▶ **Records supplied**:
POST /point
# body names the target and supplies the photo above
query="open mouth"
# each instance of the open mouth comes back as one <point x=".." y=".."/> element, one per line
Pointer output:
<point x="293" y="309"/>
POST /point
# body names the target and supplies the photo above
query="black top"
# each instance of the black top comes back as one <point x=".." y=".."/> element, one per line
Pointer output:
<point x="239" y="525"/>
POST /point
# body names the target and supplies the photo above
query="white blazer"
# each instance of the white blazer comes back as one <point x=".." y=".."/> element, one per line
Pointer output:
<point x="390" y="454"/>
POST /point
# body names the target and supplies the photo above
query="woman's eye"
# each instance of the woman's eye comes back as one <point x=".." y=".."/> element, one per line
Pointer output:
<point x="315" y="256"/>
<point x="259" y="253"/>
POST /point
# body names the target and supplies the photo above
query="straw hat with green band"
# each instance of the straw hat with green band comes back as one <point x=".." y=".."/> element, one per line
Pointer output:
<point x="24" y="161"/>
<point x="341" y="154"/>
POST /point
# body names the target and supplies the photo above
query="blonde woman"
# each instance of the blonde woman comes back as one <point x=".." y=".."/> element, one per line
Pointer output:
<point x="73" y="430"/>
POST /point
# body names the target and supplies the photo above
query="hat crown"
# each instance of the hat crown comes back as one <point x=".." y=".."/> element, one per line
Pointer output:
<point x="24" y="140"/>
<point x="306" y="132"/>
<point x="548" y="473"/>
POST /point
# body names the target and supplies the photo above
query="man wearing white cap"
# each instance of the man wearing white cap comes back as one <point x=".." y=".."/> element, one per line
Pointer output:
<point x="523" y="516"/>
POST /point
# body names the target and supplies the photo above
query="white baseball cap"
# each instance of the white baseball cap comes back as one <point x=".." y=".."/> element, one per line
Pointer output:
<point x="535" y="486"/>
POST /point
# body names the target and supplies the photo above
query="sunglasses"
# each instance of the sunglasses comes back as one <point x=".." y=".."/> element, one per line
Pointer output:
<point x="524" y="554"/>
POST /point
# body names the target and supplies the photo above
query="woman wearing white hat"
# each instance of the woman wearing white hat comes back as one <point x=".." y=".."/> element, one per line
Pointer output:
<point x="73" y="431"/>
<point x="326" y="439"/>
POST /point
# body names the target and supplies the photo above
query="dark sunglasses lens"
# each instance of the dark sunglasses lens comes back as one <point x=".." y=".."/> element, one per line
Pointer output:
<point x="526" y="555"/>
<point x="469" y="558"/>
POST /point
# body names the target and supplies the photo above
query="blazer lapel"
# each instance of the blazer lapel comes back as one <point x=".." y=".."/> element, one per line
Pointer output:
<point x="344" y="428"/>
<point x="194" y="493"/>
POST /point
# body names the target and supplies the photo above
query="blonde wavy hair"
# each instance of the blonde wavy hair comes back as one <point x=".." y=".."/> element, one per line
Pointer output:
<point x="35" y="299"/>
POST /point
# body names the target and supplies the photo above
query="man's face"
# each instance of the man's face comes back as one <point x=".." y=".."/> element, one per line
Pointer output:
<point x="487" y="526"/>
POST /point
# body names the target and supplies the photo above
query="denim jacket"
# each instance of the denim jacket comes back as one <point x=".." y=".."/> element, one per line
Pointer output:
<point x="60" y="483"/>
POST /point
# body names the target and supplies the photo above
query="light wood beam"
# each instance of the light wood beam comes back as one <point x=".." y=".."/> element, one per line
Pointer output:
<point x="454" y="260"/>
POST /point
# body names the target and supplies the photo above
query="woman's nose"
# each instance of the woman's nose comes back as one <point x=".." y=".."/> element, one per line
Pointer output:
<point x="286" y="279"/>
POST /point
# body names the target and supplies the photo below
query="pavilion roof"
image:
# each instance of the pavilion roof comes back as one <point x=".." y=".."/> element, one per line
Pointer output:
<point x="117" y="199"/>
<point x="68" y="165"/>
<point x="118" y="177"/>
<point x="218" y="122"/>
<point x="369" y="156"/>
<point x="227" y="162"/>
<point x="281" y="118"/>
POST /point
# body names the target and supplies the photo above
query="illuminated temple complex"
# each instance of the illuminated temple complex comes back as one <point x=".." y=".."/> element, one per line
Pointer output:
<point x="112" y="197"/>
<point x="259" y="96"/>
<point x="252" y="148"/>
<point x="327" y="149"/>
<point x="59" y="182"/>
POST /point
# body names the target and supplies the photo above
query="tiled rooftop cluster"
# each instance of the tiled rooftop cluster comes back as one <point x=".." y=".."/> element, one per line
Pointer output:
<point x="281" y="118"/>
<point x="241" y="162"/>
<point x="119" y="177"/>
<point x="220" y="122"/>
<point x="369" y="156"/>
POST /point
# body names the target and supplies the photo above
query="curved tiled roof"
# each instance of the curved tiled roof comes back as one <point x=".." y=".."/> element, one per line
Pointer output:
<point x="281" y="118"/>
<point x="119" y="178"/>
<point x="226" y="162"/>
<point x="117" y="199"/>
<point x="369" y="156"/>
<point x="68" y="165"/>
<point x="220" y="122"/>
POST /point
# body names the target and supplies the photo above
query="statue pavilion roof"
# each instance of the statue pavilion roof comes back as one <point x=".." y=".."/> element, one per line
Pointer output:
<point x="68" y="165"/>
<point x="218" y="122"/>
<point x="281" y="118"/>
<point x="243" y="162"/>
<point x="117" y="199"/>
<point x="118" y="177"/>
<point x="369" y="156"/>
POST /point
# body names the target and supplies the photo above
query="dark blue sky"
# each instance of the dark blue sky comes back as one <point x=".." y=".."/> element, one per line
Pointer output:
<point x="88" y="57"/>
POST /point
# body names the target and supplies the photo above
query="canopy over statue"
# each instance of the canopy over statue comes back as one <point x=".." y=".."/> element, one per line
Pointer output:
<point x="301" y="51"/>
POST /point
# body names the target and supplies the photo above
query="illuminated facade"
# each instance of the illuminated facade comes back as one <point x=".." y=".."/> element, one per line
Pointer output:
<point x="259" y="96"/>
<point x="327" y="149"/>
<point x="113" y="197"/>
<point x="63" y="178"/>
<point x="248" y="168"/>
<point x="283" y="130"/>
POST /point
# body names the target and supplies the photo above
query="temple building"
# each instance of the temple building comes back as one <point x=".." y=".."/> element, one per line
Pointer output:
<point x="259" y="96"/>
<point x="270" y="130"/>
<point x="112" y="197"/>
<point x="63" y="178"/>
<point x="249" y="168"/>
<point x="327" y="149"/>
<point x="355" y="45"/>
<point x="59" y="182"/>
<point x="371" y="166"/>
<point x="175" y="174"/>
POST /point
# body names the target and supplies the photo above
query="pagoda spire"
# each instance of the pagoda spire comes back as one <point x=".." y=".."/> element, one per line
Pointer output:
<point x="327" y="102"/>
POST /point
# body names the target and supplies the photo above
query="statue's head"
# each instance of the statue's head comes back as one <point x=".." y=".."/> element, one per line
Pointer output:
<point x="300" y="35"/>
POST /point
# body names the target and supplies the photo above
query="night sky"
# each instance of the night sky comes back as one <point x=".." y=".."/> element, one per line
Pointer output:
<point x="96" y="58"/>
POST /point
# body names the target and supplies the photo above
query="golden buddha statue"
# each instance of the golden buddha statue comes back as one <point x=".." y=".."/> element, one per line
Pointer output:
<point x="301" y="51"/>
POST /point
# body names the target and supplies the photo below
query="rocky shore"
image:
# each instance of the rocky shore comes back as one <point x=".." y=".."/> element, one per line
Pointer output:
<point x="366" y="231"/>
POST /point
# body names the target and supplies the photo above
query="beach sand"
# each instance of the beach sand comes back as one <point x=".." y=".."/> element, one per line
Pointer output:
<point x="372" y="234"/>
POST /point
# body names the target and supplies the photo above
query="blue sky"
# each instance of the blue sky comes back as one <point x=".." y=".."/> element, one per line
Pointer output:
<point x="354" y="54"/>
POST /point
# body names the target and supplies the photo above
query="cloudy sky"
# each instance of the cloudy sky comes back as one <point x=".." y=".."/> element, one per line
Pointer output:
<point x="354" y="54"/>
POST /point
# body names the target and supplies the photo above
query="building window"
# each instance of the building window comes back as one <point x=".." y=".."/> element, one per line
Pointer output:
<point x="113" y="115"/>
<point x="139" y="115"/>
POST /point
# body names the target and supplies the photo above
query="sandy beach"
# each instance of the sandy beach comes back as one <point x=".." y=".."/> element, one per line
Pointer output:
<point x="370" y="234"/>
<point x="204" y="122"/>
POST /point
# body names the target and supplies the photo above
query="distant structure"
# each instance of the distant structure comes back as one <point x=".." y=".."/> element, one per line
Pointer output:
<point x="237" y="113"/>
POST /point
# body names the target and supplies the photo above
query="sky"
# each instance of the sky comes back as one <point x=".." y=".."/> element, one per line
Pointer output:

▶ **Exercise task**: Extract each line of the data above that contains the string "complex", and copy those lines in full.

▶ **Result of this task**:
query="illuminated temple complex"
# each instance of the illuminated temple complex comes back as one <point x=".." y=".."/> element, one per line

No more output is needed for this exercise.